— WRITTEN PROBLEM —
Reproduce the listing below word for word, from the line containing "Label each instance of the stage" down to the line containing "column 308, row 206", including both of those lines.

— WORKING DATA —
_____

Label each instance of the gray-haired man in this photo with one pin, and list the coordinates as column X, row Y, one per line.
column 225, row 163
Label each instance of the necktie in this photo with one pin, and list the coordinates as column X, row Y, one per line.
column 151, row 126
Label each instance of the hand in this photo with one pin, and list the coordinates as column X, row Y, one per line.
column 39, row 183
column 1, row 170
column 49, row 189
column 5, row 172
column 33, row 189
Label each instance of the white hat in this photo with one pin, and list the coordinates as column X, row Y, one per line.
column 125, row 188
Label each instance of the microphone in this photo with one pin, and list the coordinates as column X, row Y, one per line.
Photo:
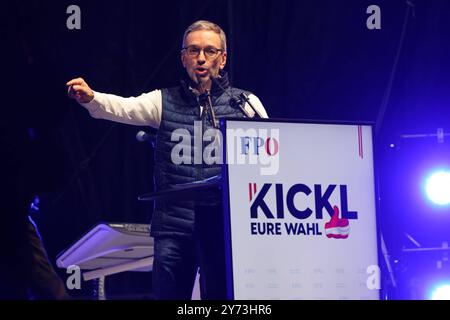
column 143, row 136
column 240, row 102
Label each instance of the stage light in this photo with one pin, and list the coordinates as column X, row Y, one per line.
column 441, row 292
column 437, row 188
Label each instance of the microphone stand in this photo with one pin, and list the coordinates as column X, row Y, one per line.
column 210, row 109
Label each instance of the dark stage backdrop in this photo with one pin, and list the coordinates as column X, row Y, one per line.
column 304, row 59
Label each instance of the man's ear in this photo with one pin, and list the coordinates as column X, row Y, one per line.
column 183, row 60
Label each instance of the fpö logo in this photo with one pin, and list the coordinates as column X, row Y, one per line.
column 259, row 147
column 256, row 145
column 308, row 206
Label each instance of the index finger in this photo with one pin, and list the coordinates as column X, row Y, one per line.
column 74, row 81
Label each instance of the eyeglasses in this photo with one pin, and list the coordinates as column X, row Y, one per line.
column 210, row 52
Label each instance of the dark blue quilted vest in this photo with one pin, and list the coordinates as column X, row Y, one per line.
column 180, row 108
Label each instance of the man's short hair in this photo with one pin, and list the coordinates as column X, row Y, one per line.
column 207, row 25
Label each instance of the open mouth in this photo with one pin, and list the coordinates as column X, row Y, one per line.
column 201, row 71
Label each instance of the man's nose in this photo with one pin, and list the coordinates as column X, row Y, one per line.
column 201, row 59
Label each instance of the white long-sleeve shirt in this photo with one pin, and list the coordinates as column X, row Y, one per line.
column 144, row 110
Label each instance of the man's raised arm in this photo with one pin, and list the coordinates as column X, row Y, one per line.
column 144, row 110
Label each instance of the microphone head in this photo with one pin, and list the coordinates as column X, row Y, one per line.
column 142, row 136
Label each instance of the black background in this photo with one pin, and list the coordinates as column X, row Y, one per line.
column 303, row 59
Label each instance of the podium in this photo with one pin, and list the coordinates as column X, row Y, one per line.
column 300, row 210
column 299, row 214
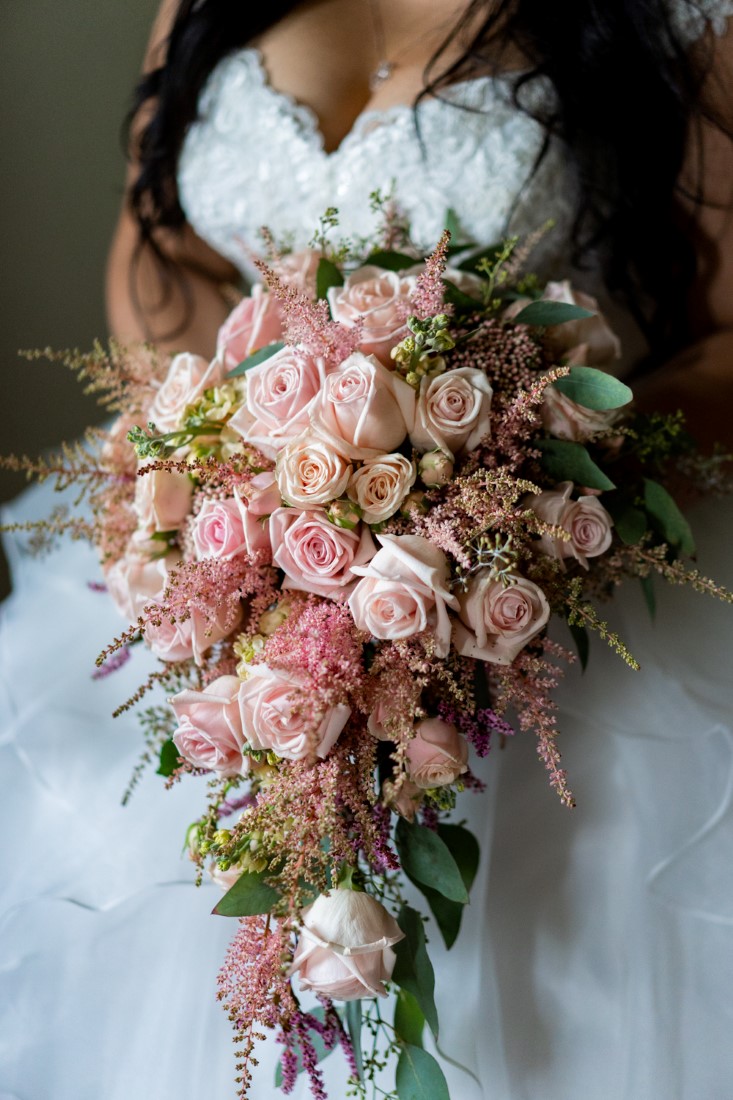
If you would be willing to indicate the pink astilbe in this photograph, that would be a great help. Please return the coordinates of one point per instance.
(308, 323)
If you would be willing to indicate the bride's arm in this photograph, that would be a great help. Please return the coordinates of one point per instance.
(184, 307)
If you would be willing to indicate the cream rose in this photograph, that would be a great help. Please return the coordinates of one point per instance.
(586, 520)
(364, 409)
(187, 377)
(209, 733)
(310, 472)
(381, 300)
(315, 554)
(345, 948)
(437, 755)
(496, 622)
(280, 393)
(380, 486)
(403, 591)
(255, 322)
(452, 411)
(272, 723)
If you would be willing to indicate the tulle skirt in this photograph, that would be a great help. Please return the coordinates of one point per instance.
(595, 960)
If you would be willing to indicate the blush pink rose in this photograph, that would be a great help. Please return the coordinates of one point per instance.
(315, 554)
(345, 948)
(271, 722)
(187, 377)
(403, 591)
(380, 486)
(163, 499)
(280, 393)
(310, 472)
(209, 733)
(452, 411)
(437, 755)
(255, 322)
(364, 409)
(586, 520)
(496, 622)
(380, 299)
(565, 419)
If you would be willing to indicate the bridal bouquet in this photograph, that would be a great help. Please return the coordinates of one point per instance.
(345, 538)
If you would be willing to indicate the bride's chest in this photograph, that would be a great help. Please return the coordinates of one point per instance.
(255, 157)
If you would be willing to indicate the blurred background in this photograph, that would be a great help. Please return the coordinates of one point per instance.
(66, 76)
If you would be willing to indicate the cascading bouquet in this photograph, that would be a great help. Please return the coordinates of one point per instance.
(345, 538)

_____

— CORRECT RESPONSE —
Label each instance of the stage light in this photo with one pin, and list the coordinates as column X, row Y, one per line.
column 441, row 292
column 437, row 188
Label each instance of the microphone stand in this photo with one pin, and list the coordinates as column X, row Y, one per line.
column 210, row 109
Label each instance of the dark stage backdrop in this photo with one pin, and list the coordinates as column X, row Y, one per line.
column 304, row 59
Label each instance of the man's ear in this photo with one pin, and list the coordinates as column X, row Y, one per line.
column 183, row 60
Label each instance of the fpö logo in this photo with one pin, and list the coordinates as column X, row Y, one per line.
column 259, row 147
column 256, row 145
column 308, row 206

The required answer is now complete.